Work to be completed: Arrange the stretch of items below, from the line containing "stainless steel dishwasher" through the end of the items, as a numbered list with blank lines left out.

[Pointing dataset excerpts]
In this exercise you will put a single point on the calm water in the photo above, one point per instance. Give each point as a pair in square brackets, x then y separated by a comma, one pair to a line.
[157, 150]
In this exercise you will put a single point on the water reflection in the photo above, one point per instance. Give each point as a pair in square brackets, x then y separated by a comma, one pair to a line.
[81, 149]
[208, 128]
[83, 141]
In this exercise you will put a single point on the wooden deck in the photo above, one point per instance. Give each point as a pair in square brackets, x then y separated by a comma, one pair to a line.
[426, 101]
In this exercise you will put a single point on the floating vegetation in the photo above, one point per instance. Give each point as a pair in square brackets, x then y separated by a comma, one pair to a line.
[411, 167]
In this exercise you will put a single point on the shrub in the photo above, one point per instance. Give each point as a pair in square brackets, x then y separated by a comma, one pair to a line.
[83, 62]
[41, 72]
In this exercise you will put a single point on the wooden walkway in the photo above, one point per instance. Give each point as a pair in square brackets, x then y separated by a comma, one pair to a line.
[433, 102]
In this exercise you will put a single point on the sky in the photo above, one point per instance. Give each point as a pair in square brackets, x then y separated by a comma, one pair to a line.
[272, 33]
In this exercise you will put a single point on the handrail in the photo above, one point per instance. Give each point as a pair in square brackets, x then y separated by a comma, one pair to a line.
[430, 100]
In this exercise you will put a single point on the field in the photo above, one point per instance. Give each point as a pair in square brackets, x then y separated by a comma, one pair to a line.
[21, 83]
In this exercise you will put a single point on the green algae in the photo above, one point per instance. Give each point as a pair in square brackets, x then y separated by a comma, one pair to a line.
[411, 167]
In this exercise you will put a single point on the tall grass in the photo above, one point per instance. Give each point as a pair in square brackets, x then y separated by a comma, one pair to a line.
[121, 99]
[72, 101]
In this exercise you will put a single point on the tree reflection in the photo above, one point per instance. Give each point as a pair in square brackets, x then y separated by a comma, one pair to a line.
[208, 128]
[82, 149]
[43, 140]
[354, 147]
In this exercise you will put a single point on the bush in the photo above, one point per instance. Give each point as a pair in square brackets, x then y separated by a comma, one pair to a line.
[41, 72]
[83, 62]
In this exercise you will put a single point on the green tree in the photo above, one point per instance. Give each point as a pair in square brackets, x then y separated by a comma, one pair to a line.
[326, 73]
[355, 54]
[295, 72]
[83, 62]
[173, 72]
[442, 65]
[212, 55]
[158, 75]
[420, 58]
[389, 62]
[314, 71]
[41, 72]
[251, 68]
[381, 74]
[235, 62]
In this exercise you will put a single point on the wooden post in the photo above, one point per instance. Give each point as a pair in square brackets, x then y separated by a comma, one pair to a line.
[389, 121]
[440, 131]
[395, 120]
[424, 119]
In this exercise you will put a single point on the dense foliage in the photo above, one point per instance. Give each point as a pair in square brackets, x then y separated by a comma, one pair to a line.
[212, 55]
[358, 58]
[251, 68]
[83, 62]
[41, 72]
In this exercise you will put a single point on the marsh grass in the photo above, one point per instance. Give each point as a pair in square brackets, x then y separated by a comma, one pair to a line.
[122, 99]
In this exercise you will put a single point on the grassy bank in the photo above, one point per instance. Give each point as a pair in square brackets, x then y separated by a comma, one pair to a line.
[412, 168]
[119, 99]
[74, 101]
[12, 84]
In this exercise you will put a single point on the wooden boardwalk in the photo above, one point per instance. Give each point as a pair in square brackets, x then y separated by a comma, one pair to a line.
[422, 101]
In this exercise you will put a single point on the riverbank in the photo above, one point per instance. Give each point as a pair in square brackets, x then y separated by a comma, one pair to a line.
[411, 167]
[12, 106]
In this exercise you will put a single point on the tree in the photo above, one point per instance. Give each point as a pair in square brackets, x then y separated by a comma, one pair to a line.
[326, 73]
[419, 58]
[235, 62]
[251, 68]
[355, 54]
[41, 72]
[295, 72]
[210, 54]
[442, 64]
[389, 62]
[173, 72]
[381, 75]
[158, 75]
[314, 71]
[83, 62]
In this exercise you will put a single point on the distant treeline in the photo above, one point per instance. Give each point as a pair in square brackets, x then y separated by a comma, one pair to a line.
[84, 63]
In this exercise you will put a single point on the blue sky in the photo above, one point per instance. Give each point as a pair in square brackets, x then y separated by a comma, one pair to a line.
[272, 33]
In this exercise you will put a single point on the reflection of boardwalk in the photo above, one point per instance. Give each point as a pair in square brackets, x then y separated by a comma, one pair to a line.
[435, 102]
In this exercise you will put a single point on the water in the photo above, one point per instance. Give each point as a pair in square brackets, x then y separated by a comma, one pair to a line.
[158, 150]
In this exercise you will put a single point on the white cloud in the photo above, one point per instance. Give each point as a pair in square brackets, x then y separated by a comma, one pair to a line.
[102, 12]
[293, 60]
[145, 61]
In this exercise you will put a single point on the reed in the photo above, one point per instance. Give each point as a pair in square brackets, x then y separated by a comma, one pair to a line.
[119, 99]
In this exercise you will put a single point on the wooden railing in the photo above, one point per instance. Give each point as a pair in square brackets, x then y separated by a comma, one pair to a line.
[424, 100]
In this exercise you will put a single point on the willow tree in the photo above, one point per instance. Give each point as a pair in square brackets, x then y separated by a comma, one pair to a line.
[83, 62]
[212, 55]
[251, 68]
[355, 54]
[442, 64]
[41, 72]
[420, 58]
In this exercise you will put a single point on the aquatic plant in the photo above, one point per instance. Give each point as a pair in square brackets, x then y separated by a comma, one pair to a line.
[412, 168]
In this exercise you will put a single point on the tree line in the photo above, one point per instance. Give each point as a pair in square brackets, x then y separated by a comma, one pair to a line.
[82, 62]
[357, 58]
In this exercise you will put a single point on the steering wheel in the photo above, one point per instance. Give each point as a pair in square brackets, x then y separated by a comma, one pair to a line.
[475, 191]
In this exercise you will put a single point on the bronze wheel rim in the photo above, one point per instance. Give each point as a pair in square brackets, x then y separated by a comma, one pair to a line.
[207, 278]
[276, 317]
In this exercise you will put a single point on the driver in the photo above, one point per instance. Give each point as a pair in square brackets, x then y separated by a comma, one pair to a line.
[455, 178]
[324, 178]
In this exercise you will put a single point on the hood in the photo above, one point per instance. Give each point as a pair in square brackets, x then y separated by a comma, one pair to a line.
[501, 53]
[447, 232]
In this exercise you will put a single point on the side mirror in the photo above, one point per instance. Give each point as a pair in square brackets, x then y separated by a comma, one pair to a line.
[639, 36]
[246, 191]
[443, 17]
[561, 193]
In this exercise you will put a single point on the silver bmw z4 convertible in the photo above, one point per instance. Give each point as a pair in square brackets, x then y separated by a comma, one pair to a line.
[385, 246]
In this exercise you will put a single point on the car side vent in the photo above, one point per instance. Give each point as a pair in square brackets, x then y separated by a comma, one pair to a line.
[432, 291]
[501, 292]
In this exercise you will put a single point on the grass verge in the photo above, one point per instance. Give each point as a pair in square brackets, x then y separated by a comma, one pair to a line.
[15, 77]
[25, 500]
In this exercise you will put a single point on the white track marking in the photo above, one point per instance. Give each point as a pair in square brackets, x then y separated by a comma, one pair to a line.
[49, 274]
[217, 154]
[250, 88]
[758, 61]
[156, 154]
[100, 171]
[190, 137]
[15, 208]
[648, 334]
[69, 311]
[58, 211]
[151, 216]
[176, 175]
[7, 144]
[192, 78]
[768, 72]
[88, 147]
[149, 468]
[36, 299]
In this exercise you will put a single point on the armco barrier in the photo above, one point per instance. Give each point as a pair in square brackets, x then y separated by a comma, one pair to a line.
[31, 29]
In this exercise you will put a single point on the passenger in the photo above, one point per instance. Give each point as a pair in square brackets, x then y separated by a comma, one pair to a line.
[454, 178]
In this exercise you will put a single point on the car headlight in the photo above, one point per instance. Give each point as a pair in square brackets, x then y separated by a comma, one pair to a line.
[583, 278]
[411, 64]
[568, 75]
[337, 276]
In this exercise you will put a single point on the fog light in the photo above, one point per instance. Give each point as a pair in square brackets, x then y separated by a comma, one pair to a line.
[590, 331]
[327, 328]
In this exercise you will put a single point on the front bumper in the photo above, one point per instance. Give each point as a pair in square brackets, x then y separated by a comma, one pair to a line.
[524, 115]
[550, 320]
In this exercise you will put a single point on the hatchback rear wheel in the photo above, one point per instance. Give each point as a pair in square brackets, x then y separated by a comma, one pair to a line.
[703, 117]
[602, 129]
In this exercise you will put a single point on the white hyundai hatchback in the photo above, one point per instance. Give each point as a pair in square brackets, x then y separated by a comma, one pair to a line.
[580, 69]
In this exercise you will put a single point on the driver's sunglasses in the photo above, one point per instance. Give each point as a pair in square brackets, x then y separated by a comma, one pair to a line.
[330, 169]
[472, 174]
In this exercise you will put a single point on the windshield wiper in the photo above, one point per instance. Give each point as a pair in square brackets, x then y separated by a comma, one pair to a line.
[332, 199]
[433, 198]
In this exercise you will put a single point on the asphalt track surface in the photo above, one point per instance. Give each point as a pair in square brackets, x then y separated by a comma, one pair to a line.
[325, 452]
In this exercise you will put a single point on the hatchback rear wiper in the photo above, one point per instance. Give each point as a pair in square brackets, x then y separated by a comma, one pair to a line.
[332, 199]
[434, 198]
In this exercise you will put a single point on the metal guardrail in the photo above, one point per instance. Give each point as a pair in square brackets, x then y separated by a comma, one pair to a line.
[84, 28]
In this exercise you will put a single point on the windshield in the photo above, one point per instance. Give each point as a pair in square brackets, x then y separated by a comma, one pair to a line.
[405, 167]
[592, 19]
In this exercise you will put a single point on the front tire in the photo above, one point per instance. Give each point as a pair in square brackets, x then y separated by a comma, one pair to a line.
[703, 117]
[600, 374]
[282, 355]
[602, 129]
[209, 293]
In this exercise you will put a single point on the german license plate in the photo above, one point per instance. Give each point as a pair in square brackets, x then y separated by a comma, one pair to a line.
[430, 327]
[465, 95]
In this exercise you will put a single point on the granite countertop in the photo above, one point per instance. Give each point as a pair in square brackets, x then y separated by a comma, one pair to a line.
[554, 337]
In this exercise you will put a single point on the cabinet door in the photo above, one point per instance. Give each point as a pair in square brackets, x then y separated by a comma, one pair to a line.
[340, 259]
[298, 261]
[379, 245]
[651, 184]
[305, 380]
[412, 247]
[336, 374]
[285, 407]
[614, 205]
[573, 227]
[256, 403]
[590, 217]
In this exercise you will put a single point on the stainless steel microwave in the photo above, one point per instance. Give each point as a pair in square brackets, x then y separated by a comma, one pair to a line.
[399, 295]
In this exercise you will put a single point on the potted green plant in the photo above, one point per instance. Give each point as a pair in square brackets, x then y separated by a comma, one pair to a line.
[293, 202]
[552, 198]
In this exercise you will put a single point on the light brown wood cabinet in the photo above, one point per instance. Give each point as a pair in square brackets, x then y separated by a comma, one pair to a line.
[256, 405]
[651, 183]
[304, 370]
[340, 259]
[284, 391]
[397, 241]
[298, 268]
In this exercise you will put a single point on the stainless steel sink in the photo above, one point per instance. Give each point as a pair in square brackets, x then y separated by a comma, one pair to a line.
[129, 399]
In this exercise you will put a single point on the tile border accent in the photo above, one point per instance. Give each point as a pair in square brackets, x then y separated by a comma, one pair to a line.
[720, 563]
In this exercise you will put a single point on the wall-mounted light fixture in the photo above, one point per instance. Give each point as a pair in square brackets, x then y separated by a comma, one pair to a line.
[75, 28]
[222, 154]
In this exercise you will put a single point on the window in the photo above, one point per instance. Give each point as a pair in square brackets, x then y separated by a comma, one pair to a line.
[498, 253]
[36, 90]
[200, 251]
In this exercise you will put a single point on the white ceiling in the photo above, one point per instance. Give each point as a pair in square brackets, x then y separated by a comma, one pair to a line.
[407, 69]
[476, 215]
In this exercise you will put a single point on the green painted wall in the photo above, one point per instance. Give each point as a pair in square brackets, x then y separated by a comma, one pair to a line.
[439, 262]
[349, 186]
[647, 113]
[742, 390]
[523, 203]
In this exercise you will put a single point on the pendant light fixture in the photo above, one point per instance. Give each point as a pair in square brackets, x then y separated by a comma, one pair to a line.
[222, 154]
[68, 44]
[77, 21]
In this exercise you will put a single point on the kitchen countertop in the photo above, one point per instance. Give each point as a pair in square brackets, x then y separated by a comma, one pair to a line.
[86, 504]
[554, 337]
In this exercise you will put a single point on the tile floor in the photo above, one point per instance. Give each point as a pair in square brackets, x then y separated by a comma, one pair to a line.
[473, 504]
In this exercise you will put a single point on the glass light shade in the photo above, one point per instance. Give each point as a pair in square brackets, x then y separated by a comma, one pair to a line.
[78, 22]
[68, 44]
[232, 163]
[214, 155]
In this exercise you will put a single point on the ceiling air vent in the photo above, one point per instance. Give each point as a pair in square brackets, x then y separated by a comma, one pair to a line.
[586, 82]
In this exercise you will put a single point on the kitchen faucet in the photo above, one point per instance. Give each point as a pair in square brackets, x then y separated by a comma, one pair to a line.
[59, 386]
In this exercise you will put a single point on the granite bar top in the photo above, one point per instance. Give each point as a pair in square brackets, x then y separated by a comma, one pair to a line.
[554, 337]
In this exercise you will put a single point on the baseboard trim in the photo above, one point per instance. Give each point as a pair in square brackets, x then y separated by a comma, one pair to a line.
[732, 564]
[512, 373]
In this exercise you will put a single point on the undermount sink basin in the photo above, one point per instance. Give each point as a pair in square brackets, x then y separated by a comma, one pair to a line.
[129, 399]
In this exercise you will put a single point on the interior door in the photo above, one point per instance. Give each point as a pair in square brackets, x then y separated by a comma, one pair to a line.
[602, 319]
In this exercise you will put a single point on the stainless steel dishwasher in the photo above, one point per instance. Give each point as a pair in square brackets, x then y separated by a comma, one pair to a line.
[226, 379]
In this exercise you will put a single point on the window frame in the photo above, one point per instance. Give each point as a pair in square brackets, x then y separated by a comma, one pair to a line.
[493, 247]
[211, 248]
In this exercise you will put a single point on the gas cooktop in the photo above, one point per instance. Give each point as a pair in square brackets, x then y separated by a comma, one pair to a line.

Problem solution:
1. In this exercise you will put a single point on the stainless steel dishwasher in the photo above, one point per instance. Give each point as a pair in square brackets, x then y separated by a comma, one pair to a line.
2. [226, 379]
3. In this exercise you will put a single point on the window frame in the photo above, one point per instance. Give each point as a pair in square brackets, x then y separated by a comma, one pair to a line.
4. [493, 247]
5. [211, 248]
6. In this exercise you will put a single point on the gas cooktop in the photo above, one point per instance. Give each point as a pair in square brackets, x then y separated by a comma, one pair to a line.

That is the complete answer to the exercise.